__Instructions for the task__:
Starting with the line that holds "Please indicate the arena wall", copy out each remaining line of the listing below, up to and including the last one, and include nothing else.

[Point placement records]
══════

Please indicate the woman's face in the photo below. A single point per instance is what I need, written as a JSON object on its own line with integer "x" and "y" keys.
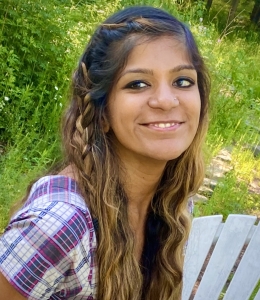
{"x": 154, "y": 107}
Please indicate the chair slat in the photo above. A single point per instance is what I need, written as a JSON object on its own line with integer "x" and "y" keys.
{"x": 257, "y": 297}
{"x": 200, "y": 240}
{"x": 248, "y": 271}
{"x": 227, "y": 249}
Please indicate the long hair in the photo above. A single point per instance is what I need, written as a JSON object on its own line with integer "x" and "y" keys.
{"x": 90, "y": 151}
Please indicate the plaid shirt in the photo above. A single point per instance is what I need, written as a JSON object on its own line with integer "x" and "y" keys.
{"x": 48, "y": 249}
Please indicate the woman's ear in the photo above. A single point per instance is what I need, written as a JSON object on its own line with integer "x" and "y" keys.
{"x": 105, "y": 123}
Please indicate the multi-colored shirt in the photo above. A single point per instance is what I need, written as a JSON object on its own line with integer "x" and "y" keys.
{"x": 48, "y": 249}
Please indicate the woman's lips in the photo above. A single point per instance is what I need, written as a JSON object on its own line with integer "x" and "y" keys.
{"x": 163, "y": 125}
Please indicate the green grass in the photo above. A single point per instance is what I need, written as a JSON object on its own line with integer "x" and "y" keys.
{"x": 40, "y": 45}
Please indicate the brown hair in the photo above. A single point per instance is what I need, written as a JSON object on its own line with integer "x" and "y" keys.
{"x": 89, "y": 150}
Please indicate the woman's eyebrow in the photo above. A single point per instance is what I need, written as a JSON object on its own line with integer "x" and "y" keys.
{"x": 150, "y": 71}
{"x": 182, "y": 67}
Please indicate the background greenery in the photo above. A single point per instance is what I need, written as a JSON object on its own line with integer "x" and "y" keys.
{"x": 40, "y": 42}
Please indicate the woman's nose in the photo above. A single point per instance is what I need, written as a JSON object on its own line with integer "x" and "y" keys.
{"x": 164, "y": 98}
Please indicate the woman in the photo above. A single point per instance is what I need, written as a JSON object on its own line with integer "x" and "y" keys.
{"x": 114, "y": 222}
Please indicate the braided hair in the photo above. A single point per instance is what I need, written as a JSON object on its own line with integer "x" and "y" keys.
{"x": 89, "y": 149}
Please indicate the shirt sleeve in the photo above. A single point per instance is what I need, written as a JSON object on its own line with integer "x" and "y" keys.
{"x": 42, "y": 253}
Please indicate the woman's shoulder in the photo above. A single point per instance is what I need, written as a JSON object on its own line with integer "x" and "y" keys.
{"x": 55, "y": 188}
{"x": 50, "y": 240}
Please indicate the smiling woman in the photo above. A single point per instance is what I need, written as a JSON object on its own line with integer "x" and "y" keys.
{"x": 112, "y": 223}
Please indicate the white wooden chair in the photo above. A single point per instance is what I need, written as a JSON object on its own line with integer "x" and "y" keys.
{"x": 228, "y": 239}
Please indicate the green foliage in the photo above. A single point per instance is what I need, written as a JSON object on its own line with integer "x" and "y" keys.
{"x": 40, "y": 42}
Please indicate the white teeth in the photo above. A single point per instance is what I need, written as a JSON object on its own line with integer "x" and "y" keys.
{"x": 164, "y": 125}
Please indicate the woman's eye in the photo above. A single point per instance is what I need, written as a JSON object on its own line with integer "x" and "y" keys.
{"x": 137, "y": 84}
{"x": 184, "y": 82}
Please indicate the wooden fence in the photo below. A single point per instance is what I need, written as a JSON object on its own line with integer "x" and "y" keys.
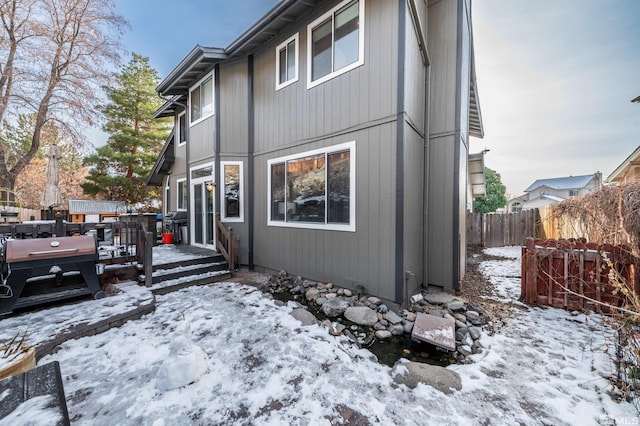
{"x": 574, "y": 275}
{"x": 503, "y": 229}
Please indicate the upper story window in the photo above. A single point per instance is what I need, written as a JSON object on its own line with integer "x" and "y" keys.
{"x": 314, "y": 190}
{"x": 182, "y": 129}
{"x": 201, "y": 99}
{"x": 287, "y": 62}
{"x": 336, "y": 42}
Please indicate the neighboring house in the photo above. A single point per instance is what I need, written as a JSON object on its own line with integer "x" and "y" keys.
{"x": 95, "y": 211}
{"x": 550, "y": 191}
{"x": 333, "y": 137}
{"x": 628, "y": 171}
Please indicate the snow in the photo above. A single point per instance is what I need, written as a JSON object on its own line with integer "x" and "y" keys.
{"x": 544, "y": 366}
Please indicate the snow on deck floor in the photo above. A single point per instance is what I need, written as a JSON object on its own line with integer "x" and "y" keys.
{"x": 544, "y": 367}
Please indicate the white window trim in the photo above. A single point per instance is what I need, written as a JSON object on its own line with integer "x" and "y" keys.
{"x": 213, "y": 98}
{"x": 334, "y": 74}
{"x": 283, "y": 45}
{"x": 181, "y": 139}
{"x": 178, "y": 208}
{"x": 223, "y": 205}
{"x": 351, "y": 226}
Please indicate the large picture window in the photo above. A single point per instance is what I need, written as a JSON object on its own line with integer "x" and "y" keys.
{"x": 232, "y": 207}
{"x": 314, "y": 190}
{"x": 336, "y": 42}
{"x": 182, "y": 194}
{"x": 201, "y": 100}
{"x": 287, "y": 62}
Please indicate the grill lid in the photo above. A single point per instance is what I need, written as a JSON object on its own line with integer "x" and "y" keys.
{"x": 49, "y": 248}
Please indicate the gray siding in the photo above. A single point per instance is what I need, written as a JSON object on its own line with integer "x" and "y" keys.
{"x": 449, "y": 46}
{"x": 201, "y": 140}
{"x": 357, "y": 106}
{"x": 296, "y": 114}
{"x": 233, "y": 108}
{"x": 364, "y": 257}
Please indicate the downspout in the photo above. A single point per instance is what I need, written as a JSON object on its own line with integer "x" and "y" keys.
{"x": 399, "y": 228}
{"x": 218, "y": 137}
{"x": 424, "y": 52}
{"x": 250, "y": 160}
{"x": 455, "y": 254}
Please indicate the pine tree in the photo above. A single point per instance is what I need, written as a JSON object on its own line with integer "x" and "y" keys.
{"x": 119, "y": 169}
{"x": 496, "y": 195}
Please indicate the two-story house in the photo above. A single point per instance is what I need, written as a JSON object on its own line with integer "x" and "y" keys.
{"x": 333, "y": 137}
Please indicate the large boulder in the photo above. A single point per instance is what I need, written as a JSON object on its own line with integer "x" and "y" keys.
{"x": 304, "y": 316}
{"x": 335, "y": 307}
{"x": 412, "y": 373}
{"x": 361, "y": 315}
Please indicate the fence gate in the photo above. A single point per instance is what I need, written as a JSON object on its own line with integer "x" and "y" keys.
{"x": 575, "y": 275}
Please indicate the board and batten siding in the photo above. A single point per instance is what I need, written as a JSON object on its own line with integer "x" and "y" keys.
{"x": 364, "y": 257}
{"x": 233, "y": 109}
{"x": 202, "y": 140}
{"x": 360, "y": 106}
{"x": 296, "y": 114}
{"x": 449, "y": 47}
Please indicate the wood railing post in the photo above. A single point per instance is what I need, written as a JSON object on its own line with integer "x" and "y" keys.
{"x": 148, "y": 258}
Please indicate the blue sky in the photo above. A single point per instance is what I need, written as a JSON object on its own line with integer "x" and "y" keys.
{"x": 555, "y": 76}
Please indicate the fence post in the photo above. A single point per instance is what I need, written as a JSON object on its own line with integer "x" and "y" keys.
{"x": 530, "y": 285}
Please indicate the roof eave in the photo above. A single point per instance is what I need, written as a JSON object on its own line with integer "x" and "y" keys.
{"x": 248, "y": 36}
{"x": 197, "y": 56}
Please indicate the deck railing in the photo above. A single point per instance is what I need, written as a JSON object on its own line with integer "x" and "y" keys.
{"x": 225, "y": 243}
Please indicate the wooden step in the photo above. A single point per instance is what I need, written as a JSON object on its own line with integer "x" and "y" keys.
{"x": 194, "y": 261}
{"x": 166, "y": 274}
{"x": 165, "y": 287}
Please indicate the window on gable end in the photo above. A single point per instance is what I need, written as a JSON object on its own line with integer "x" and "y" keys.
{"x": 336, "y": 42}
{"x": 287, "y": 62}
{"x": 201, "y": 100}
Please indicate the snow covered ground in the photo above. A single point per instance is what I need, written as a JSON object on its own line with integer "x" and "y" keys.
{"x": 545, "y": 366}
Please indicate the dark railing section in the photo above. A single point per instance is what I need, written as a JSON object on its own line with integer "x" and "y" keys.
{"x": 225, "y": 243}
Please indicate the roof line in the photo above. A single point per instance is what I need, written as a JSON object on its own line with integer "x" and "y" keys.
{"x": 624, "y": 164}
{"x": 196, "y": 55}
{"x": 269, "y": 17}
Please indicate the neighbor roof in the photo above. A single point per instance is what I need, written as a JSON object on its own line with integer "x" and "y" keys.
{"x": 632, "y": 160}
{"x": 569, "y": 182}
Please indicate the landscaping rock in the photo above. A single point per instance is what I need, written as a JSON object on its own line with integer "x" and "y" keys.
{"x": 456, "y": 305}
{"x": 383, "y": 334}
{"x": 361, "y": 315}
{"x": 474, "y": 332}
{"x": 312, "y": 294}
{"x": 304, "y": 316}
{"x": 413, "y": 373}
{"x": 334, "y": 307}
{"x": 440, "y": 298}
{"x": 392, "y": 317}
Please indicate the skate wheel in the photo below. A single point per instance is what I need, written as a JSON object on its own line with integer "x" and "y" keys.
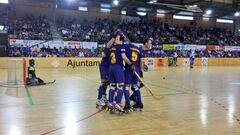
{"x": 120, "y": 113}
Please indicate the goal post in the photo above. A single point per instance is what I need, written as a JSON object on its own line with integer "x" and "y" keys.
{"x": 17, "y": 71}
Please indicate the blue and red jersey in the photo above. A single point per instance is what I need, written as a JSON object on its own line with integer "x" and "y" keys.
{"x": 115, "y": 55}
{"x": 134, "y": 54}
{"x": 105, "y": 60}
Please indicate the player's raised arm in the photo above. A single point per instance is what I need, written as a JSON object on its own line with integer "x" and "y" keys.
{"x": 110, "y": 42}
{"x": 126, "y": 59}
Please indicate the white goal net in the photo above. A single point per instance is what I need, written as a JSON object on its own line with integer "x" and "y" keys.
{"x": 16, "y": 72}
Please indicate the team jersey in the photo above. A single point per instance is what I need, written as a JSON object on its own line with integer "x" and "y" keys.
{"x": 134, "y": 54}
{"x": 105, "y": 60}
{"x": 192, "y": 54}
{"x": 144, "y": 52}
{"x": 115, "y": 55}
{"x": 175, "y": 55}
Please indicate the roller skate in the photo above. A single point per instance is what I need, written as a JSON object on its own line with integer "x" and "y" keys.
{"x": 127, "y": 108}
{"x": 104, "y": 98}
{"x": 100, "y": 104}
{"x": 138, "y": 107}
{"x": 111, "y": 108}
{"x": 119, "y": 109}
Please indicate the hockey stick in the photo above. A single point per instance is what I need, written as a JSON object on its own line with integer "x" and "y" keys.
{"x": 148, "y": 89}
{"x": 51, "y": 82}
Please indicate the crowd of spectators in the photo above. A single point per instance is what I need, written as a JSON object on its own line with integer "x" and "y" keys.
{"x": 158, "y": 52}
{"x": 30, "y": 28}
{"x": 100, "y": 31}
{"x": 80, "y": 52}
{"x": 51, "y": 52}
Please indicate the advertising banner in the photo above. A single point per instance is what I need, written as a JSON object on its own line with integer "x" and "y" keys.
{"x": 186, "y": 62}
{"x": 204, "y": 61}
{"x": 168, "y": 46}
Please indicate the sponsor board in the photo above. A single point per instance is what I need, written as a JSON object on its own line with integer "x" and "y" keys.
{"x": 186, "y": 62}
{"x": 204, "y": 61}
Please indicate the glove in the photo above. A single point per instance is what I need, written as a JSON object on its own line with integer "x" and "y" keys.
{"x": 133, "y": 67}
{"x": 141, "y": 73}
{"x": 141, "y": 85}
{"x": 145, "y": 68}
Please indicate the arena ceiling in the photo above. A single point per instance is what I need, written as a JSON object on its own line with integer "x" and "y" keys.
{"x": 220, "y": 8}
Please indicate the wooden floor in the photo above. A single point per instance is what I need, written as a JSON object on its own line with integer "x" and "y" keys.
{"x": 201, "y": 101}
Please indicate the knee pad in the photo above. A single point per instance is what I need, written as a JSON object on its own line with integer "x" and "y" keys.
{"x": 120, "y": 86}
{"x": 135, "y": 88}
{"x": 127, "y": 88}
{"x": 105, "y": 85}
{"x": 113, "y": 86}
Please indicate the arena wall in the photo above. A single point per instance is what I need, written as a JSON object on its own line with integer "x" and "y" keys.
{"x": 48, "y": 10}
{"x": 153, "y": 63}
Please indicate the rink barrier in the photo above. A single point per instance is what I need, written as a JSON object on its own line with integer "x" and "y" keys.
{"x": 152, "y": 63}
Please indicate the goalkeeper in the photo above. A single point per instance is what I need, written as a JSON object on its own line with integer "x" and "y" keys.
{"x": 32, "y": 79}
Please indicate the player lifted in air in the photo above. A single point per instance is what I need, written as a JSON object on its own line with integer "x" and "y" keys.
{"x": 116, "y": 73}
{"x": 136, "y": 96}
{"x": 104, "y": 69}
{"x": 134, "y": 54}
{"x": 192, "y": 58}
{"x": 32, "y": 79}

══════

__Answer to the problem__:
Please indicate the arena wall in the photo above. A single point per instance is what I need, written as a JSON object on its own line with integer "x" and "y" keys.
{"x": 48, "y": 10}
{"x": 153, "y": 63}
Please indicate the rink barrier in the photo above. A single point per instance is what I need, written as a JSON object on its own line with integer "x" and "y" keys.
{"x": 152, "y": 63}
Please indicate the goalkeeper in the photo above. A single point per instance is what I need, written as a JSON object on its own line with integer "x" and "y" keys.
{"x": 32, "y": 79}
Please indicate the player lifted in air in the photo above. A single point per instance is what I need, written as a JSON object on its own line with integer "x" and "y" keys.
{"x": 116, "y": 73}
{"x": 136, "y": 96}
{"x": 104, "y": 69}
{"x": 134, "y": 54}
{"x": 192, "y": 58}
{"x": 32, "y": 79}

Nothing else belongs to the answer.